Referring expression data
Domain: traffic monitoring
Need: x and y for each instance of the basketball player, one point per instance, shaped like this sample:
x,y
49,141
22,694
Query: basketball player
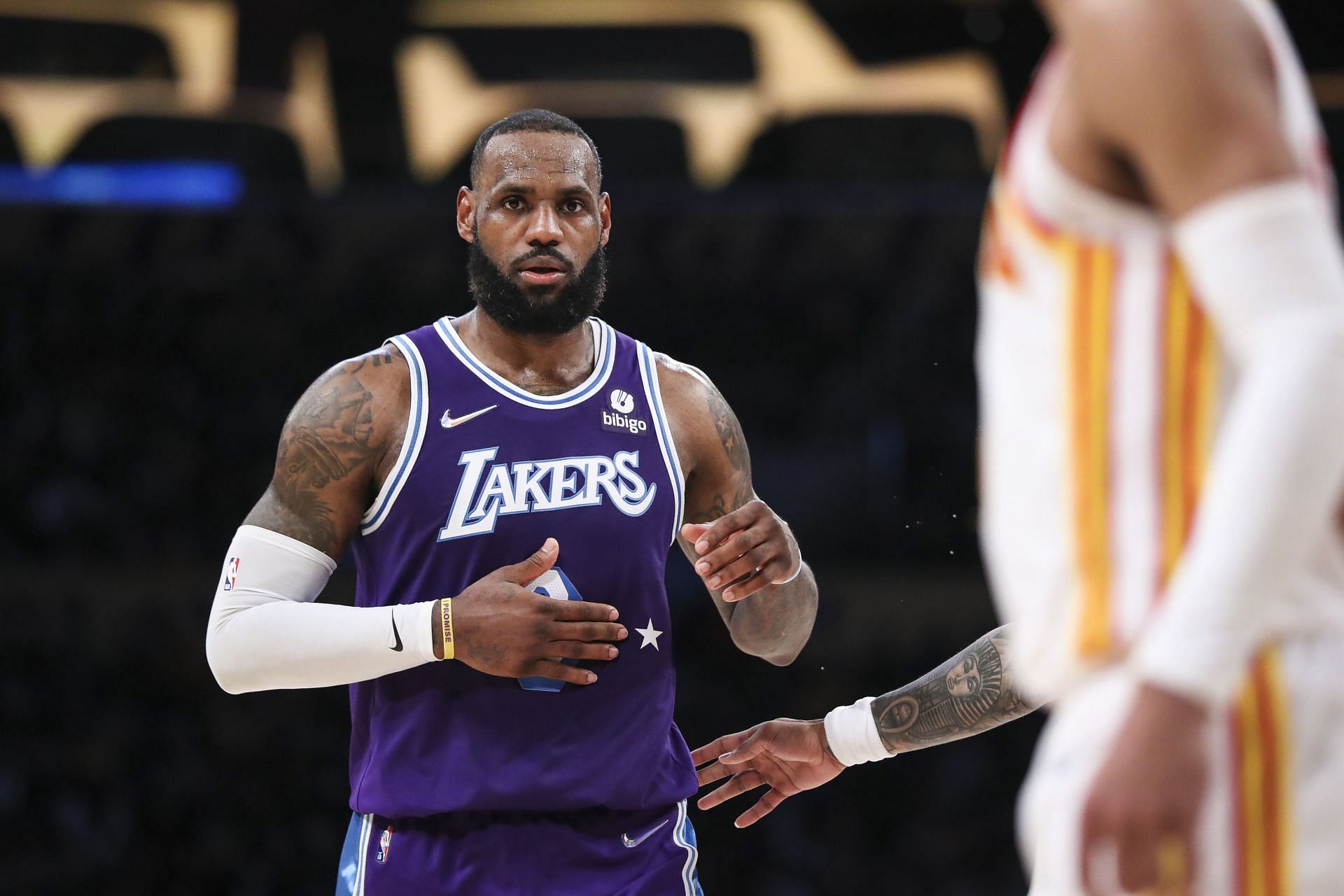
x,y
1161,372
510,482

HOW TO COMPLETE THIS TASK: Please output the lines from the line that contains "Need: x and" through the end of the records, both ends included, exactly and with no pictures.

ANSWER TO THIS PROBLEM:
Need: x and y for each instance of the basketball player, one point per instance, shaped like this sample:
x,y
49,141
22,694
Query: basketball player
x,y
1161,372
510,482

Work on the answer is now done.